■ **Required work**
Copy out the records from the start up to and including the line with "[0,7,320,183]", requests included, and add 62 to every bounding-box coordinate in that span.

■ **The input**
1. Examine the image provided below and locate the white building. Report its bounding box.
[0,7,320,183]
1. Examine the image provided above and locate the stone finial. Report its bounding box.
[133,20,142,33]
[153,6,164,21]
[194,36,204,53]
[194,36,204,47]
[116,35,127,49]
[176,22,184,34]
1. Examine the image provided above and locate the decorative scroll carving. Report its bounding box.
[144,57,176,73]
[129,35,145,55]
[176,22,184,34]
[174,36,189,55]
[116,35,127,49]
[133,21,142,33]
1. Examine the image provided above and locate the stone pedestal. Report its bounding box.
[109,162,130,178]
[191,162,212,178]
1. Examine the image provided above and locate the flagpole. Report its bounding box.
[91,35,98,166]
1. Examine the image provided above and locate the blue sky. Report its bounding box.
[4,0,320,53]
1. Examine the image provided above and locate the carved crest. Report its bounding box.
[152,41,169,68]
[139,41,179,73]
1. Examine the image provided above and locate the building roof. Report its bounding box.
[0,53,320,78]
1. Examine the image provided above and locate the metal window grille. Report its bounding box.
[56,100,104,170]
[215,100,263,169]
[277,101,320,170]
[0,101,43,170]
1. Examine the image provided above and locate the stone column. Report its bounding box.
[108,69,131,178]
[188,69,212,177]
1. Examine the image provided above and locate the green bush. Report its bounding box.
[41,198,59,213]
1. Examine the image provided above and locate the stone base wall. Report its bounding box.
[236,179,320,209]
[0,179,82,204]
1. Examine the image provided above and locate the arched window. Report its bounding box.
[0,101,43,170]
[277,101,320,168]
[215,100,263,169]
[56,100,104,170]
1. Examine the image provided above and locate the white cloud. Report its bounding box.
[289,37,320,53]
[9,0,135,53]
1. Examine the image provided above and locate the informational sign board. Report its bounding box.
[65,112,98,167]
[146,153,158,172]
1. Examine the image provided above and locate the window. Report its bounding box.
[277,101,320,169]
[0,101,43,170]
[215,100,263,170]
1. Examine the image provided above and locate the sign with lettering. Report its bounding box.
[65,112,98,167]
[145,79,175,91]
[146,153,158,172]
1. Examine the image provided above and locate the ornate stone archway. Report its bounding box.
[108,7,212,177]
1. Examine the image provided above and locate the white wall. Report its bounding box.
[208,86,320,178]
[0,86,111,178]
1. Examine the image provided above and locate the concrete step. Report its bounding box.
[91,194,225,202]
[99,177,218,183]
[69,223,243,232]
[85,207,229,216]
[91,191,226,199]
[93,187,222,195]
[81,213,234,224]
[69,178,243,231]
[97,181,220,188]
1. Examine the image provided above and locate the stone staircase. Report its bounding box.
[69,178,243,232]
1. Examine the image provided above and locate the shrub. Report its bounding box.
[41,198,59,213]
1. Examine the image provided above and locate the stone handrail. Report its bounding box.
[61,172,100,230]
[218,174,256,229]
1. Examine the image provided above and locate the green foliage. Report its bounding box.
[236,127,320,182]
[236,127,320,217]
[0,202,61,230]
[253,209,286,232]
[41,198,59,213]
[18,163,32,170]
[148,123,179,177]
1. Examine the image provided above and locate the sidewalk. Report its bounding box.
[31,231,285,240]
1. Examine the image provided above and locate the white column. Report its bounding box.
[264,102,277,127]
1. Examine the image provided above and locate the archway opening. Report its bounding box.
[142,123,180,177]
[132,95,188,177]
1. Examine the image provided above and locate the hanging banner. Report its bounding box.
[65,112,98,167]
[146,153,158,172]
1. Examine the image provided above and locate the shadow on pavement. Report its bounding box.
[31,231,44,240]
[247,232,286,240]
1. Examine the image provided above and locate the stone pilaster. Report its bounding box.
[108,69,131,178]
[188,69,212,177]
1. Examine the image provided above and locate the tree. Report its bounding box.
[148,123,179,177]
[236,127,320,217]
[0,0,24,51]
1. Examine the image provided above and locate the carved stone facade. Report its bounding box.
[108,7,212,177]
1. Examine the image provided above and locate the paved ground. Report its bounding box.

■ **Answer to the task**
1. Examine the image provided below and locate the white building. Report its bounding box.
[62,69,382,245]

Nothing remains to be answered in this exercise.